Erwartete Leistung. Gib aus dem nachfolgenden Lesetext zum EuGH-Urteil gegen Meta alles von „4. Okt. 2024“ bis hinunter zu „Daten für Werbezwecke.“ wortgetreu wieder.

Lesetext.
-.-.-

4. Okt. 2024 Lesezeit: 4 Min.

EuGH stärkt Datenschutz: Meta verliert im Streit um Datenverarbeitung

EuGH stärkt Datenschutz: Meta verliert im Streit um Datenverarbeitung
Foto: Maximilian Schrems ©David Bohmann

In der heutigen Entscheidung des Europäischen Gerichtshofs (EuGH) im Fall C-446/21 (Schrems gegen Meta) wurde die Klage des Datenschutzaktivisten Maximilian Schrems gegen den Facebook-Mutterkonzern Meta weitgehend unterstützt. Der EuGH stellte fest, dass Meta gegen die Datenschutzgrundverordnung (DSGVO) verstößt, insbesondere durch die unzulässige Verarbeitung personenbezogener Daten für Werbezwecke.

-.-.-

Datenabschnitt.
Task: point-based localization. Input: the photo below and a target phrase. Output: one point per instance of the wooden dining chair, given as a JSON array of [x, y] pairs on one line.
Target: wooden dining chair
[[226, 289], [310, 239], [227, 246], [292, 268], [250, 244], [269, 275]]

-.-.-

Schriftliche Lösung.
4. Okt. 2024 Lesezeit: 4 Min.

EuGH stärkt Datenschutz: Meta verliert im Streit um Datenverarbeitung

EuGH stärkt Datenschutz: Meta verliert im Streit um Datenverarbeitung
Foto: Maximilian Schrems ©David Bohmann

In der heutigen Entscheidung des Europäischen Gerichtshofs (EuGH) im Fall C-446/21 (Schrems gegen Meta) wurde die Klage des Datenschutzaktivisten Maximilian Schrems gegen den Facebook-Mutterkonzern Meta weitgehend unterstützt. Der EuGH stellte fest, dass Meta gegen die Datenschutzgrundverordnung (DSGVO) verstößt, insbesondere durch die unzulässige Verarbeitung personenbezogener Daten für Werbezwecke.